● Passage
Skydiving isn’t a great date. You can understand the romantic logic behind it—you’re taking a leap of faith!—but you can’t spend your time in free fall hugging or staring at your loved one or else you’ll splat into the ground at terminal velocity. You can’t really be intimate in any way, because there’s a whole stranger strapped to your back the entire time.
Monday night brings us The Bachelor’s first-ever two-on-two date between Matt, Rachael, and the two guys attached to them in midair. Before jumping, Rachael tells Matt that if she dies on her jump, at least she died with Matt, which, aside from being a wild thing to say, isn’t even true—Matt and Rachael aren’t really in this together. Matt has his Skydiver Guy and Rachael has hers.

● Directives
A: In the passage about the skydiving date, reproduce the part from "Skydiving isn’t a" up to and including "the entire time.", substituting "instructor" for "stranger".
B: Decide whether each statement agrees with the passage about the skydiving date. Answer yes or no for each, and quote the words from the passage that decide it.
(i) The date is the show's first-ever two-on-two date.
(ii) Rachael says that if she dies on her jump, she will have died alone.
(iii) While skydiving, someone is strapped to your back the entire time.
C: Write the next few sentences of the passage about the skydiving date, starting right after its final sentence.

● Recorded information
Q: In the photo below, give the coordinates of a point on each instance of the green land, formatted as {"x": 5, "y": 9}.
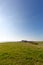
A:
{"x": 21, "y": 53}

● The replies
A:
Skydiving isn’t a great date. You can understand the romantic logic behind it—you’re taking a leap of faith!—but you can’t spend your time in free fall hugging or staring at your loved one or else you’ll splat into the ground at terminal velocity. You can’t really be intimate in any way, because there’s a whole instructor strapped to your back the entire time.

B:
(i) Yes: "The Bachelor’s first-ever two-on-two date"
(ii) No: "at least she died with Matt"
(iii) Yes: "there’s a whole stranger strapped to your back the entire time"

C:
The Skydiver Guy strapped to Matt’s back was apparently more competent than the guy strapped to Rachael’s. While Matt ends up having a smooth, butt-first landing, Rachael slams into the ground pretty hard, and primarily with her face. Matt sprints over in a dramatic moment, but after a single cut, Rachael seems to have dusted herself off, brushed her hair, and been cleared of any actual damage from bracing a 10,000-foot fall with her head. A near-death experience is apparently exactly what these two needed: Matt comments on how seeing Rachael experience physical injury made him contemplate what it would be like if he lost her, and how sad the thought made him. Rachael seems touched by the fact that Matt clearly cared whether she died. It’s the emotional crux of the episode, and probably the season as well. (I’m pretty confident Rachael will win—it’s the best explanation for why the show was so quick to excuse her relatively extensive history of racism.)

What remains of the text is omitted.